### TEXT SEGMENT

########################################

Conversations with Leaders Who Are Struggling Forward
Over the next few months I’ll be interviewing leaders that serve in the local church that have embraced the calling of gospel ministry in spite of the hardship that goes with it. The goal of these interviews are to help you as readers see that you aren’t the only one struggling, you aren’t the only one that has that those difficult seasons, to see that other people have considered quitting too, but also that there is hope in your calling. These interviews are done in anonymity to provide a safe place for leaders to be transparent without fear.
Our interview today is with an incredible woman who serves in local church leadership. She provides an excellent insight to the experience of a woman serving in the local church.
Why did you feel called to ministry? Why did you sign up for this gig?
The call to (vocational) ministry was slow for me, and I was resistant at first. Resistance from me, confirmation from others, opportunity, and a vague mix of reluctance, excitement, and obedience preceded my felt desire and acceptance of a call to this work. That came later. A number of men and women in my life had been affirming me for ministry for a while, and it was God at work through the persistence of a few pastors along the way who gave me opportunities and encouraged me towards them, an “internship” that “tricked” me into a full-time ministry role J, and a natural eagerness growing in me for the work of the ministry that helped me take the initial leap.
But it was actually during my first experienced painful season of vocational ministry where I recall a deeply felt desire and burden to serve the local church in a way I couldn’t deny. The fact that this was developing in me during a time when part of me wanted to give up, combined with some strong discipleship in my life at the time, both of these things helped me towards responding to, embracing, and deeply enjoying this assignment that God had placed on my life.

########################################

### WHAT IS EXPECTED
Write out the passage of the church leadership interview word for word, beginning at the words "Why did you feel" and stopping after "the initial leap.".

### STORED DATA
########################################

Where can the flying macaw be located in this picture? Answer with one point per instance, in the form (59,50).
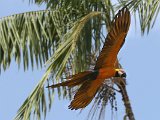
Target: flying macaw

########################################

### WRITTEN ANSWER
Why did you feel called to ministry? Why did you sign up for this gig?
The call to (vocational) ministry was slow for me, and I was resistant at first. Resistance from me, confirmation from others, opportunity, and a vague mix of reluctance, excitement, and obedience preceded my felt desire and acceptance of a call to this work. That came later. A number of men and women in my life had been affirming me for ministry for a while, and it was God at work through the persistence of a few pastors along the way who gave me opportunities and encouraged me towards them, an “internship” that “tricked” me into a full-time ministry role J, and a natural eagerness growing in me for the work of the ministry that helped me take the initial leap.